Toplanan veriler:
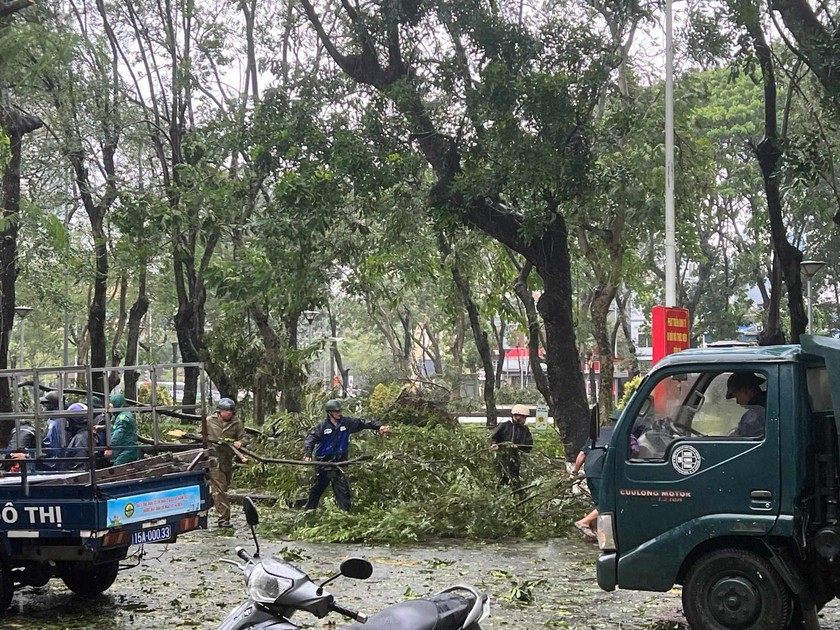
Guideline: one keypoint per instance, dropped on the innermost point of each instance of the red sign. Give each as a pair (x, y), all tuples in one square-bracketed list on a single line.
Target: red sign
[(670, 331)]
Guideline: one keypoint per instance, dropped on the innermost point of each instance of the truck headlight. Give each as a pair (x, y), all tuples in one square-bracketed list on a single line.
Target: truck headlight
[(266, 588), (606, 532)]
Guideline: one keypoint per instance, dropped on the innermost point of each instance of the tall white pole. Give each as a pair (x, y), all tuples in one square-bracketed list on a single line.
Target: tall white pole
[(670, 222), (21, 343)]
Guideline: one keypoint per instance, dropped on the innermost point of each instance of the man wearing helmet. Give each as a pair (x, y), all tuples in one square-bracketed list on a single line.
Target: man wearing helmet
[(55, 437), (224, 428), (510, 439), (330, 442)]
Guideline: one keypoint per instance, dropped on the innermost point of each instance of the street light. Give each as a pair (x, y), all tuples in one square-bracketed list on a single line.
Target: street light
[(810, 268), (22, 312)]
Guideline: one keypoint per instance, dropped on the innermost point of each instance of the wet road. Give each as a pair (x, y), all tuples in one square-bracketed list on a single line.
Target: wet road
[(532, 585)]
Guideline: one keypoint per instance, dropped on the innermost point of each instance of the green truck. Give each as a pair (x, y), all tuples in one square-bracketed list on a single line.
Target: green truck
[(722, 476)]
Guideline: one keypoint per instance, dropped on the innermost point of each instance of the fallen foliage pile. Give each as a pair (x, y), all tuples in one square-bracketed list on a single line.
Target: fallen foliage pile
[(421, 483)]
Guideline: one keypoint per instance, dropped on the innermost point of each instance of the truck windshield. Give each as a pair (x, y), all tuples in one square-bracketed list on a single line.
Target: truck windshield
[(699, 405)]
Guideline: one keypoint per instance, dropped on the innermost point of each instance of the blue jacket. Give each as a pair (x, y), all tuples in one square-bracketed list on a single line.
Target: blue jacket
[(52, 444), (333, 440)]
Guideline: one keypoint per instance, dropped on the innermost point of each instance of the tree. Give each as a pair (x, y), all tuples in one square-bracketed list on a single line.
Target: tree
[(558, 92)]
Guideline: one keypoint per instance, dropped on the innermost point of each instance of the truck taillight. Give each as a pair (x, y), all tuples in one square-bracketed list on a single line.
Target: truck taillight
[(116, 539), (606, 532)]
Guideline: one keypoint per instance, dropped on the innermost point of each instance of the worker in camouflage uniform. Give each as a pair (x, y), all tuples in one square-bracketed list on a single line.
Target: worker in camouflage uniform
[(223, 428)]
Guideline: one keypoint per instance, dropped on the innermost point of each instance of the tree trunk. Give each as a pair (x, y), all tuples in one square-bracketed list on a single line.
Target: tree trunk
[(599, 309), (435, 350), (547, 251), (16, 126), (768, 154), (773, 335), (624, 320), (568, 393), (479, 335), (114, 377), (457, 357), (535, 361), (499, 333), (135, 319), (335, 355), (293, 392)]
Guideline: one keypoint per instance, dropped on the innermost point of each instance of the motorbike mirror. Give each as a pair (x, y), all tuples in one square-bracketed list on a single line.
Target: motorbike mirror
[(356, 568), (251, 514), (594, 423)]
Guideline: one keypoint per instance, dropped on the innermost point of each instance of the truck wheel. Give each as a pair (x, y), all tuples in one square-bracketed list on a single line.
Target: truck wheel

=== Verilen görev ===
Yukarıdaki verilerde "the tree trunk." ifadesini içeren satırla açılıp "Target: tree trunk" ifadesini içeren satırla kapanan bölümü, her iki uç satır da dâhil olmak üzere, hiçbir değişiklik yapmadan yeniden yazınız.

=== Doğru yanıt ===
Guideline: one keypoint per instance, dropped on the innermost point of each instance of the tree trunk. Give each as a pair (x, y), all tuples in one square-bracketed list on a single line.
Target: tree trunk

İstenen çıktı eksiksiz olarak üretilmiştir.